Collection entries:
▼
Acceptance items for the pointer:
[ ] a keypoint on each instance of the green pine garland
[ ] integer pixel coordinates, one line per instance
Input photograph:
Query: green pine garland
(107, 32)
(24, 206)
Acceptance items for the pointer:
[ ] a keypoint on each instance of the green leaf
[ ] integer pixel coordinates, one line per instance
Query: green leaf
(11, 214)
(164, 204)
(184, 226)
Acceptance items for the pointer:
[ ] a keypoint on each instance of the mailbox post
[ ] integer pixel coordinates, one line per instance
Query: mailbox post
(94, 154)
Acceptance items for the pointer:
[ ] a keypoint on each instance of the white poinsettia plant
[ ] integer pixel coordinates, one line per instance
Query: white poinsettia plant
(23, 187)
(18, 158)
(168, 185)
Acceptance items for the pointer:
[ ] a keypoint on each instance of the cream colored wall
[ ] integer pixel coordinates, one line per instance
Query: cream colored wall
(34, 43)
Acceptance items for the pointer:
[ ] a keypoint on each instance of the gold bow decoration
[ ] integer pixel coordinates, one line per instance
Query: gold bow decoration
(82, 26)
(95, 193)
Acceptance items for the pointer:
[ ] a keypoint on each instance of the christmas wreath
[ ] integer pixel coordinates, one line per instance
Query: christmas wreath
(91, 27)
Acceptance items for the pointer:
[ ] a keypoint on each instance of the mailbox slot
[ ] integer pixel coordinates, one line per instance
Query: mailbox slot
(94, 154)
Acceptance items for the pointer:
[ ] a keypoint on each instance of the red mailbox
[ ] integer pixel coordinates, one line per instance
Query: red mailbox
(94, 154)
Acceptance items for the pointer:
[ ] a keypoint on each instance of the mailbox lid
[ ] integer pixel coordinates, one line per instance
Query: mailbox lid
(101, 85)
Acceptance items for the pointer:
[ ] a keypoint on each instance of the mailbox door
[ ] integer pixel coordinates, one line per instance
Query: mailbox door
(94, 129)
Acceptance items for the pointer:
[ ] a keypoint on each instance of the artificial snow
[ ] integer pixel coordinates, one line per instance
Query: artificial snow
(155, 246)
▲
→ THE TASK:
Write the entire listing out again, word for word.

→ COMPLETE OUTPUT:
Acceptance items for the pointer:
[ ] a keypoint on each instance of the green pine garland
[ ] integer pixel coordinates, one line per instance
Input photograph:
Query: green pine garland
(107, 32)
(24, 206)
Acceptance items for the pointer:
[ ] a keypoint on each instance of the green leaf
[ ] integer pixel coordinates, one line per instance
Query: green leaf
(11, 214)
(164, 204)
(184, 226)
Acceptance items for the pointer:
[ ] a keypoint on each instance of the mailbox post
[ ] integer pixel coordinates, one line per instance
Query: mailbox post
(94, 154)
Acceptance items for the pointer:
[ ] a keypoint on each instance of the white poinsettia plant
[ ] integer pixel coordinates, one line per instance
Query: white poinsettia plant
(23, 187)
(18, 158)
(168, 185)
Acceptance items for the pointer:
[ ] a keypoint on each instance of the cream colored wall
[ ] integer pixel coordinates, one line per instance
Query: cream colored wall
(34, 43)
Acceptance items for the pointer:
[ ] a keypoint on each instance of the gold bow decoration
[ ] integer pixel coordinates, one line per instance
Query: gold bow decoration
(82, 26)
(95, 193)
Acceptance items for the pointer:
[ ] a keypoint on each instance of the christmas wreath
[ ] integer pixel coordinates, one line per instance
Query: christmas wreath
(91, 27)
Acceptance items for the pointer:
[ ] a keypoint on each instance of the mailbox slot
[ ] integer pixel coordinates, one line per instance
Query: mailbox slot
(94, 154)
Acceptance items for the pointer:
[ ] a keypoint on each instance of the red mailbox
[ ] integer pixel coordinates, one line per instance
Query: red mailbox
(94, 154)
Acceptance items for the pointer:
[ ] a keypoint on each instance of the mailbox lid
[ ] integer pixel coordinates, one line per instance
Query: mailbox lid
(101, 85)
Acceptance items for the pointer:
[ ] a keypoint on each instance of the mailbox door
[ ] integer pixel coordinates, one line per instance
Query: mailbox door
(94, 129)
Acceptance items for the pointer:
[ ] a keypoint on each instance of the artificial snow
[ ] integer pixel coordinates, one line per instance
Query: artificial snow
(155, 246)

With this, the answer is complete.